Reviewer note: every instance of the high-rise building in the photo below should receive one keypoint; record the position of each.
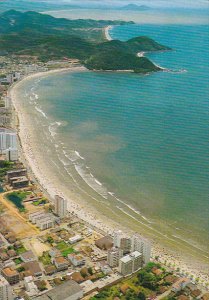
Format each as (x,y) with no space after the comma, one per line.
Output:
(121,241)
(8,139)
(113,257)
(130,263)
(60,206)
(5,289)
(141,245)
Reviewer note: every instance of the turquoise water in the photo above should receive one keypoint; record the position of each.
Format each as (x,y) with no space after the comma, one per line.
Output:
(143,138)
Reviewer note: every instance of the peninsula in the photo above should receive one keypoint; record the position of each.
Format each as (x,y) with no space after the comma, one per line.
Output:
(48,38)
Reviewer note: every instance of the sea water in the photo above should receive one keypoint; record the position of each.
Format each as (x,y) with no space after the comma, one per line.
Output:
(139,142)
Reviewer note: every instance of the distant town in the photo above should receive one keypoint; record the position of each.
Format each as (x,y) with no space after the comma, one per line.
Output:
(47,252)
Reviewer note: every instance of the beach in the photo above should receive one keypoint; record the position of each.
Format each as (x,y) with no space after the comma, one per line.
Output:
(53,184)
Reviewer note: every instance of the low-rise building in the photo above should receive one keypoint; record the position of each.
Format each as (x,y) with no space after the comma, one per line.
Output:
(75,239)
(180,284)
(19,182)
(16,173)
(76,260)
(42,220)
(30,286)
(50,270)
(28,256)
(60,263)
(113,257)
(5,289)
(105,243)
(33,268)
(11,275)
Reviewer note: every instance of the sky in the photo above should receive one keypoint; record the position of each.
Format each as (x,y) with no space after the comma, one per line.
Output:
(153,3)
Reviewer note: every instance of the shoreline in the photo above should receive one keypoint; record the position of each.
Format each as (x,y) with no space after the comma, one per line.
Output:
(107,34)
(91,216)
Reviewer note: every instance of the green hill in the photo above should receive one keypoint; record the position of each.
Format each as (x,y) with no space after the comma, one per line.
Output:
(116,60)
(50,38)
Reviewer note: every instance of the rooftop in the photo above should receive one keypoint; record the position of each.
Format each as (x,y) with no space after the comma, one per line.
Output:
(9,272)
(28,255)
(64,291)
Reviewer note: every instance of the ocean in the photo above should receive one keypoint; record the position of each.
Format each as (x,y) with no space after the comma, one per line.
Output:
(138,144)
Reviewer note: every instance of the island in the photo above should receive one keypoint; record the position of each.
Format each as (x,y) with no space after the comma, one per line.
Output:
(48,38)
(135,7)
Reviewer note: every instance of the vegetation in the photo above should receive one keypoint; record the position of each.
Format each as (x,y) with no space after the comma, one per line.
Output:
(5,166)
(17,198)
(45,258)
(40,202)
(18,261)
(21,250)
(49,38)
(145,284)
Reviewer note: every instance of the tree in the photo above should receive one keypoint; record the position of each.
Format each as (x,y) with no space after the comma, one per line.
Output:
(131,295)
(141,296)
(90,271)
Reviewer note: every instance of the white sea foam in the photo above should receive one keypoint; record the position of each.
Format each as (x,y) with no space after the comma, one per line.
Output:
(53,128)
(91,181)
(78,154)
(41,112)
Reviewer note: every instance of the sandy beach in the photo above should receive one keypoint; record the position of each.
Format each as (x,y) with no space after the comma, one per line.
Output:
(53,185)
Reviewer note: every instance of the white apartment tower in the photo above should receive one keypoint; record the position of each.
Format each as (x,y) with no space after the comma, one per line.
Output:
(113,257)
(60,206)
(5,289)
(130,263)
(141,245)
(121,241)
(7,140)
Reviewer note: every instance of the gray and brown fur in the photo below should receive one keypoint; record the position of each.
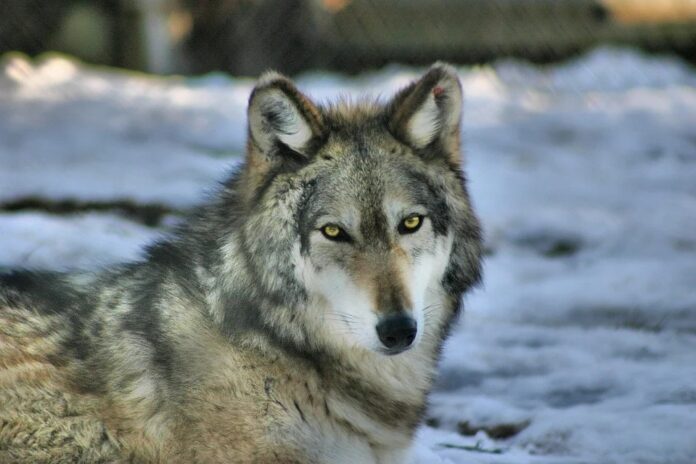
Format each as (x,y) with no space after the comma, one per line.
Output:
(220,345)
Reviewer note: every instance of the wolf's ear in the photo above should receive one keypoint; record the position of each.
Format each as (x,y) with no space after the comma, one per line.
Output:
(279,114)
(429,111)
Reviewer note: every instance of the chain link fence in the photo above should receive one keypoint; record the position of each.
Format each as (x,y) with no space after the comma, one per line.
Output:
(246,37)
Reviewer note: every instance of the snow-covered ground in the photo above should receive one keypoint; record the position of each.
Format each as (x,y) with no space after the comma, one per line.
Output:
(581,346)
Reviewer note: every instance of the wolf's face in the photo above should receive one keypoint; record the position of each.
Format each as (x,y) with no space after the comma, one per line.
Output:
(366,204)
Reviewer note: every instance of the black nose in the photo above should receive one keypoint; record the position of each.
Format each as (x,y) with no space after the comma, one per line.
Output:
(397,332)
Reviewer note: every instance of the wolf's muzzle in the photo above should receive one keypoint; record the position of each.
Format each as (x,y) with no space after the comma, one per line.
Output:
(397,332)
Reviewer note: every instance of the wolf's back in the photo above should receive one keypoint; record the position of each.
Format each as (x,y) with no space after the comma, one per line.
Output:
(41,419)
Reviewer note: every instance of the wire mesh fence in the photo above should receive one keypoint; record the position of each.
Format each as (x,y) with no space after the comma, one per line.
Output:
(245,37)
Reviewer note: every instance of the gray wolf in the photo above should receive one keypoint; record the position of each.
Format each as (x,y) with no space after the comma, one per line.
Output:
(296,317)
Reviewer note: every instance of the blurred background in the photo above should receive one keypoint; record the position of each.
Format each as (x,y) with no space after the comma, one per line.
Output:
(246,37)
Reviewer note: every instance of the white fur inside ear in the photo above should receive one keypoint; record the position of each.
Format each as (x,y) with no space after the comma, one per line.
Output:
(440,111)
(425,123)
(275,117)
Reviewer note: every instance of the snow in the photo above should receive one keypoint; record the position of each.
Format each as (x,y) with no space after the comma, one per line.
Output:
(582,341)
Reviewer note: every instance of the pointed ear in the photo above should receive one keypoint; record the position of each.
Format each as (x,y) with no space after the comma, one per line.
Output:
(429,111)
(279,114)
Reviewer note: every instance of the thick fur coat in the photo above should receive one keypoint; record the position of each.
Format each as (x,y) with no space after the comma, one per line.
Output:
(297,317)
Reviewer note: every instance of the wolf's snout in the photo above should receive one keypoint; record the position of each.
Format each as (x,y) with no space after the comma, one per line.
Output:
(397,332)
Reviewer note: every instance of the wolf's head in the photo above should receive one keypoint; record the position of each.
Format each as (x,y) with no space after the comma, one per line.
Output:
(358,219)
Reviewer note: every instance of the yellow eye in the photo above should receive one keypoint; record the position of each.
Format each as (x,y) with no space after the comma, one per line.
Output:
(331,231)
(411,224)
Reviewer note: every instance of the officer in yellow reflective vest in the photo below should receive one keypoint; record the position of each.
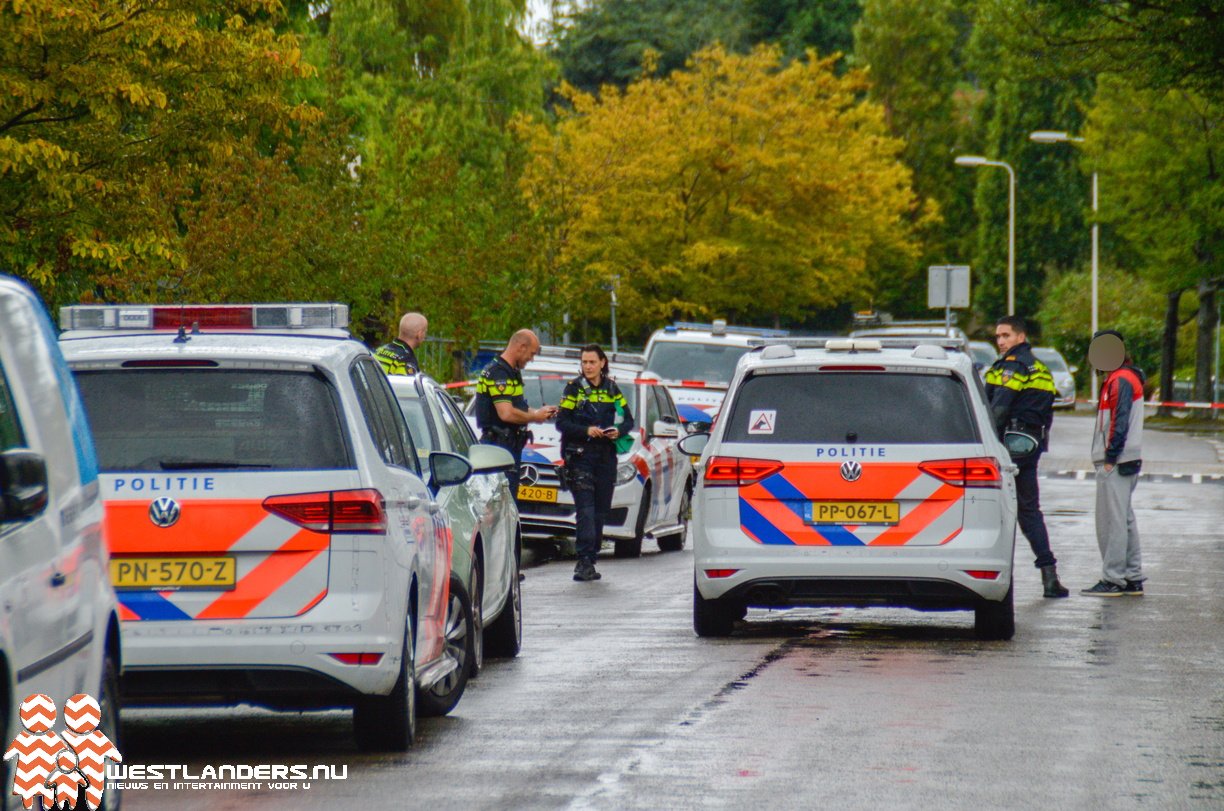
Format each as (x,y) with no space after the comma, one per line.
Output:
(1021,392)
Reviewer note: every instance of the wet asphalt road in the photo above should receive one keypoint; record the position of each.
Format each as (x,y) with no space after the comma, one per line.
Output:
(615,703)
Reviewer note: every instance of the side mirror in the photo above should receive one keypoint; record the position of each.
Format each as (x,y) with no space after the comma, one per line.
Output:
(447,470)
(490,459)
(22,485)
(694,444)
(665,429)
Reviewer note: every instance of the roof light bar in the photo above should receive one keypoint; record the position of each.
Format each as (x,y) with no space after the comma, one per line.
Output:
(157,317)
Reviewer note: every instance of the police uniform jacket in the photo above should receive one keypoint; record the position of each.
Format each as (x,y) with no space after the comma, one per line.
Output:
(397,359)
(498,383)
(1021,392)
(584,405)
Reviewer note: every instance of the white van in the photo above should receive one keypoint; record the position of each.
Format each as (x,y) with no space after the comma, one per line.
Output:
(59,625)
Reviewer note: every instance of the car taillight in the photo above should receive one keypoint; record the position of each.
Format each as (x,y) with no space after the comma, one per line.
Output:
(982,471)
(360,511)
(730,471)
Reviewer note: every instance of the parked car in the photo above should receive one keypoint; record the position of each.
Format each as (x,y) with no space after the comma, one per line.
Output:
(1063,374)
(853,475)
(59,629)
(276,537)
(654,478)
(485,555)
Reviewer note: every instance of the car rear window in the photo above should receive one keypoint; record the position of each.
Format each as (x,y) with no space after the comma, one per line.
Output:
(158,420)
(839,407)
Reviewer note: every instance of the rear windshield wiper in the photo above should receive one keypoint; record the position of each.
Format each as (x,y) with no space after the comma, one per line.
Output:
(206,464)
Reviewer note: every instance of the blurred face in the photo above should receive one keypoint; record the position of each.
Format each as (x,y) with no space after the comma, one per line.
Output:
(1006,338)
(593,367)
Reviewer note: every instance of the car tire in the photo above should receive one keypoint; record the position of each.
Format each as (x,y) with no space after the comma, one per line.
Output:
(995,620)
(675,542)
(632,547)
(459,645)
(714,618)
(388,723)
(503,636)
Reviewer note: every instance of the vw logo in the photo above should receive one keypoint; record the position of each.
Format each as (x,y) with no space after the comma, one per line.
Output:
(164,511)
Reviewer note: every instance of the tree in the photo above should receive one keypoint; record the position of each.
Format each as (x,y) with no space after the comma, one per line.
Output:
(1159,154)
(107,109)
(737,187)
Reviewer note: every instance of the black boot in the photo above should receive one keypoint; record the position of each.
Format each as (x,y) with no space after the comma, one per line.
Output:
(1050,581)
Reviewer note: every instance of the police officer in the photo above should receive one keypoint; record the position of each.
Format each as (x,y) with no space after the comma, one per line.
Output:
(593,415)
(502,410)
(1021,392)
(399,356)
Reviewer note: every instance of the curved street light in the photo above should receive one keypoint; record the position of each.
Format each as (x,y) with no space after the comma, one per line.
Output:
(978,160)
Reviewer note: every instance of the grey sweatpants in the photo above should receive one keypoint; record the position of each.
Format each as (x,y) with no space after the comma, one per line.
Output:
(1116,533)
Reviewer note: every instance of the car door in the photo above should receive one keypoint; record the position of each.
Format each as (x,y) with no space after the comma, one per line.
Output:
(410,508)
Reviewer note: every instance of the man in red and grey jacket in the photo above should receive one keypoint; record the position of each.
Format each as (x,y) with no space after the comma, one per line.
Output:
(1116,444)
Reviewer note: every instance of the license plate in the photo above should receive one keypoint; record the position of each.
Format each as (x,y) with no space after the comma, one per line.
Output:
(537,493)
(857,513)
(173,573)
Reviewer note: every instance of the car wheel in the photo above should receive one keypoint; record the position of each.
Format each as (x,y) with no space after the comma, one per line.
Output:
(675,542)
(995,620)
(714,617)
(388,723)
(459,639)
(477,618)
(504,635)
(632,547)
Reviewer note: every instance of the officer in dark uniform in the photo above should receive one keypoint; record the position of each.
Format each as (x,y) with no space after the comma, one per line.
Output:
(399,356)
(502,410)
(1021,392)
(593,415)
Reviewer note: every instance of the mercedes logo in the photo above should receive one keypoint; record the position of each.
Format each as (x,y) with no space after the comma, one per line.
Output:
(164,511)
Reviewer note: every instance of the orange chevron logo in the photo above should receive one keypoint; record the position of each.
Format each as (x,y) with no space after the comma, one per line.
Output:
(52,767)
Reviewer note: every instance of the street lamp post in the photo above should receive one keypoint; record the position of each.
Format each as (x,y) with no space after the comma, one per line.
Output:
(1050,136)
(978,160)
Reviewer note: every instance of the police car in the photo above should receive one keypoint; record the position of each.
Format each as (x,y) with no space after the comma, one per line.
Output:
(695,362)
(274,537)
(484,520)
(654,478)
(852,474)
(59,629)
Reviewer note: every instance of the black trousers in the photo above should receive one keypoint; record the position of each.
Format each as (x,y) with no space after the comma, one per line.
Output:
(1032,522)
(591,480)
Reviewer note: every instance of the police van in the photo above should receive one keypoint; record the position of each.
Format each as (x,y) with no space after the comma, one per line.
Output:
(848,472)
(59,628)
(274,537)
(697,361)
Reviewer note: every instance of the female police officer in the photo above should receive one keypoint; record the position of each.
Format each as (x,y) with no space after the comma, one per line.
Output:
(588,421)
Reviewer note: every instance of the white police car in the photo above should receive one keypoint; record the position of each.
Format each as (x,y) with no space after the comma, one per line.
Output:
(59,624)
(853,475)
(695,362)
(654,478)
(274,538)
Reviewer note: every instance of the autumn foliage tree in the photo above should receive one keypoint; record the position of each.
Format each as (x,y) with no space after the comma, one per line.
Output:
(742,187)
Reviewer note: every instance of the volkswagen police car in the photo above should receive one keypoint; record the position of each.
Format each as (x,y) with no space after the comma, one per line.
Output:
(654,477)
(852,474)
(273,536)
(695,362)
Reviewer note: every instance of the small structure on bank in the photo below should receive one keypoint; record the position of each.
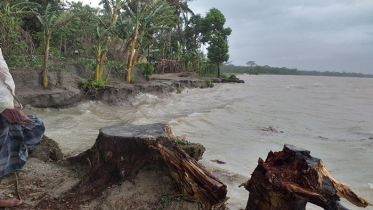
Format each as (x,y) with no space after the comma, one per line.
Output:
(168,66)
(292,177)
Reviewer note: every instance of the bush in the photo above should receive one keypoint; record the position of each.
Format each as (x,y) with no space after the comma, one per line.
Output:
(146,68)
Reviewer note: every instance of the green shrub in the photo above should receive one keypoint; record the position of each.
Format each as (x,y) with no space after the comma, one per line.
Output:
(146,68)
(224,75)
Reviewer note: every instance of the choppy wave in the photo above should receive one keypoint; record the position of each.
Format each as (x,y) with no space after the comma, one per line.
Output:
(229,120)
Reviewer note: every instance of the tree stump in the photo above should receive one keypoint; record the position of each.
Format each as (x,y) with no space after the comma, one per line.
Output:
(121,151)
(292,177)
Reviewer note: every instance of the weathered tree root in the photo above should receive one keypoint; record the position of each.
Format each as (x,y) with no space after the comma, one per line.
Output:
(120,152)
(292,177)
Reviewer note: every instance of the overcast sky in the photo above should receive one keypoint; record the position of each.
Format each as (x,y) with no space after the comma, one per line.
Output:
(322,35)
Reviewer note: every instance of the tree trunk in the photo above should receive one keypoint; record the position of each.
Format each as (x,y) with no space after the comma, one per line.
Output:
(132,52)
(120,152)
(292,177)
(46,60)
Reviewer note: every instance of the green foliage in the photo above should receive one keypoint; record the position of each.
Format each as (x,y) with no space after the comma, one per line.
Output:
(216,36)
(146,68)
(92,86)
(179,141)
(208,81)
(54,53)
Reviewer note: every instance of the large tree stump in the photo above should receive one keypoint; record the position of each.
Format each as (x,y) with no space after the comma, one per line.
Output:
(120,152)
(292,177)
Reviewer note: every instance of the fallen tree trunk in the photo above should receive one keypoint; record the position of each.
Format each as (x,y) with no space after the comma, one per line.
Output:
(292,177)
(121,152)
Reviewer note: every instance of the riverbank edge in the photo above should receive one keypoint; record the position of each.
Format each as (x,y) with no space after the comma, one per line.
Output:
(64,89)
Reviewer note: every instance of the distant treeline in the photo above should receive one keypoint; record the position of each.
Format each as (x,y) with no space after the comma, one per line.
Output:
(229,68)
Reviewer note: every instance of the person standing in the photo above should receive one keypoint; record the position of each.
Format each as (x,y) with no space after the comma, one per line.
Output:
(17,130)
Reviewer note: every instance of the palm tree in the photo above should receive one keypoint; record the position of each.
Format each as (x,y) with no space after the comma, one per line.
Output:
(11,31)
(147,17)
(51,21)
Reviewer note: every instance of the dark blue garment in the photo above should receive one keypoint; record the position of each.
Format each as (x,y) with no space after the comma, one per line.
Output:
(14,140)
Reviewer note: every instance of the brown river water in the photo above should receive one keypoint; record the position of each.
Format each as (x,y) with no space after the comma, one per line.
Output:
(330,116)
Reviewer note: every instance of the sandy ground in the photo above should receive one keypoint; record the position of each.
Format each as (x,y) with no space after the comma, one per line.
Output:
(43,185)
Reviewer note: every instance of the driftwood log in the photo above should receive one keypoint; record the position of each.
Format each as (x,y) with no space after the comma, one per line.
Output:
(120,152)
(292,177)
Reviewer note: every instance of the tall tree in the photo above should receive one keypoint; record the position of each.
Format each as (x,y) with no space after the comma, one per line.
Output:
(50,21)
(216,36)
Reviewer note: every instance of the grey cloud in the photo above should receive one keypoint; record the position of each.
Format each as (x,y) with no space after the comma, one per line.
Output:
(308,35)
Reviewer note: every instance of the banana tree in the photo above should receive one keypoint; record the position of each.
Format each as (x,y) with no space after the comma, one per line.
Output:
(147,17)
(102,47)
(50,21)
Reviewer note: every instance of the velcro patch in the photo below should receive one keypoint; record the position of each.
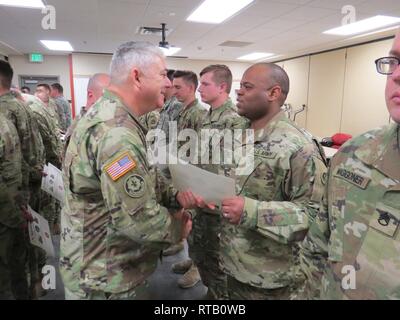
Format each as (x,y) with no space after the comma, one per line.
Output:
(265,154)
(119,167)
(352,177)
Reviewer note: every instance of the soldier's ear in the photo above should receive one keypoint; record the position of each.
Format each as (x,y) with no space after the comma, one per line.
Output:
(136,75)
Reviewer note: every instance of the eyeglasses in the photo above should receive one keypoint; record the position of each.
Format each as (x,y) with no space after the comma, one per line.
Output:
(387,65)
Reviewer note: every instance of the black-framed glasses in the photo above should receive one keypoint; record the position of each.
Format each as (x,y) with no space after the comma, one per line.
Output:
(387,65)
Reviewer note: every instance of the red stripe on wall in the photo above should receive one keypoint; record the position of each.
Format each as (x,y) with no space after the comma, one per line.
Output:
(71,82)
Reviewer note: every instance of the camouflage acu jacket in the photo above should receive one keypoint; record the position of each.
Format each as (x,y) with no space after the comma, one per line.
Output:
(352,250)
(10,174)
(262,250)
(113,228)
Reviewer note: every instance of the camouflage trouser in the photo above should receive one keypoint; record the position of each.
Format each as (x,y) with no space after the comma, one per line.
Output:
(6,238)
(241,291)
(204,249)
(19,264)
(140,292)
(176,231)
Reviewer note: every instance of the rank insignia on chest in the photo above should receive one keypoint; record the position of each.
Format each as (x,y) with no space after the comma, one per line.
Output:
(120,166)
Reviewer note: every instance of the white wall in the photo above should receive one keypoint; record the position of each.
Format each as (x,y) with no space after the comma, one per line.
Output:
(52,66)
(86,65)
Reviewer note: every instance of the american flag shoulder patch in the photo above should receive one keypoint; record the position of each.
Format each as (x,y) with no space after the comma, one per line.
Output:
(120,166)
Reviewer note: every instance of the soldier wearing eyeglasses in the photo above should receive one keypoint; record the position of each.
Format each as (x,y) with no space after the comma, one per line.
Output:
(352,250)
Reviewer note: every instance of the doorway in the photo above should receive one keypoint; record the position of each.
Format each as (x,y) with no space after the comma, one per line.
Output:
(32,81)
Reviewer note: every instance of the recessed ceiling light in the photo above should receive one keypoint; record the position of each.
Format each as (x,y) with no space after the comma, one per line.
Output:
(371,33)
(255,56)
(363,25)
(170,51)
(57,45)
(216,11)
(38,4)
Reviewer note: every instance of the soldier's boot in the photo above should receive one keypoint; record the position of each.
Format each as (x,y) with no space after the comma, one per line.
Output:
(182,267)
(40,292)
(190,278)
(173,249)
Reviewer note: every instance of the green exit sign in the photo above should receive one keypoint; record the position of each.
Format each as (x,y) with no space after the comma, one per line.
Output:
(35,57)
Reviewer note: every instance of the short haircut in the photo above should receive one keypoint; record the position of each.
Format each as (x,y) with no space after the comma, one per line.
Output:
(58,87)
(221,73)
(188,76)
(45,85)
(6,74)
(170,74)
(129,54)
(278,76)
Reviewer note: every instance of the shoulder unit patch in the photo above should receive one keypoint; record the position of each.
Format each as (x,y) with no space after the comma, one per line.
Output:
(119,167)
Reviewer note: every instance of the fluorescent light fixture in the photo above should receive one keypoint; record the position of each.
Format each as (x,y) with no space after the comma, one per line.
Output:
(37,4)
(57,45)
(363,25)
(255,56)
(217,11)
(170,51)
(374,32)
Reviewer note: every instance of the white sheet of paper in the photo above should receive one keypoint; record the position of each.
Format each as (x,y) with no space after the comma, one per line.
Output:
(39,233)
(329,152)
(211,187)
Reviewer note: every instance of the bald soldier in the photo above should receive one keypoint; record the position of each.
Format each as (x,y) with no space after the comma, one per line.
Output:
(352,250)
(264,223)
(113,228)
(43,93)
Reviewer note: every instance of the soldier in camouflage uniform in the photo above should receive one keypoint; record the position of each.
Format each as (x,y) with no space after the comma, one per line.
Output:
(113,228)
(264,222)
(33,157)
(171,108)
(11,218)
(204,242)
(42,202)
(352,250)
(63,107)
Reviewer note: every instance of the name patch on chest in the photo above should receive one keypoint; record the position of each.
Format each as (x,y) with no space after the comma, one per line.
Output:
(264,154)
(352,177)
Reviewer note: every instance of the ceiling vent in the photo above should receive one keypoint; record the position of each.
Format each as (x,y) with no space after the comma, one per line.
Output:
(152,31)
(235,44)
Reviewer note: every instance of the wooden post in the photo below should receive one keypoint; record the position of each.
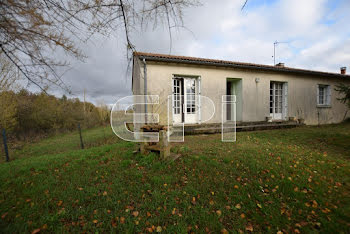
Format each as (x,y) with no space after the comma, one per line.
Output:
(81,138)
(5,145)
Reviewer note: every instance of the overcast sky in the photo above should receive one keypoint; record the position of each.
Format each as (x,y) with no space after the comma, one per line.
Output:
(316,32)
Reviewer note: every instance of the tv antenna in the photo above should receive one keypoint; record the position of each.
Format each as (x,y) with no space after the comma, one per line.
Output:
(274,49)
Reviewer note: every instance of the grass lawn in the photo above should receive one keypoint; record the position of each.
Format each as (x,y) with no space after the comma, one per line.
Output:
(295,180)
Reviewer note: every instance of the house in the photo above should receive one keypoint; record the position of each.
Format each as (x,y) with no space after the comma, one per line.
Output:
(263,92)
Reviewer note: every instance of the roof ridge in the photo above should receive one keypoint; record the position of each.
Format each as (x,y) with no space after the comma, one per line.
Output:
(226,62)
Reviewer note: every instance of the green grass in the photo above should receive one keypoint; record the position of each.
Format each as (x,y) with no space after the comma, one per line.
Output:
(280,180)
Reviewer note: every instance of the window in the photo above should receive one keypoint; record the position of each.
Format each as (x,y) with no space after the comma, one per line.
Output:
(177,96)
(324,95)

▬▬▬▬▬▬▬▬▬▬

=== GIVEN TASK ===
Quote exactly what appears from the line containing "Reviewer note: every instance of the house" through the final line of the listing above, including both of those lines.

=== FINAL RESULT ===
Reviewer note: every instance of the house in the photo above should receive one keypoint; record the position of each.
Format each as (x,y) with no space after the comma, one per line.
Output:
(263,92)
Reviewer note: every instance of the roof ridge in the photo above should receive one keypoint; record the position of each.
Format each as (x,y) with no space after the comma, one per line.
Output:
(226,62)
Reviewer note: every instance of the green grass in the photo above should receive one keypoint; record the position of each.
Format each as (x,y) with no space after the comma, one per line.
Output:
(280,180)
Reviewer note: every instance of the window in the photo above should receive one keypoint; record the position of each.
Format each as (x,y) with no space after the comma, one per line.
Output:
(177,96)
(324,95)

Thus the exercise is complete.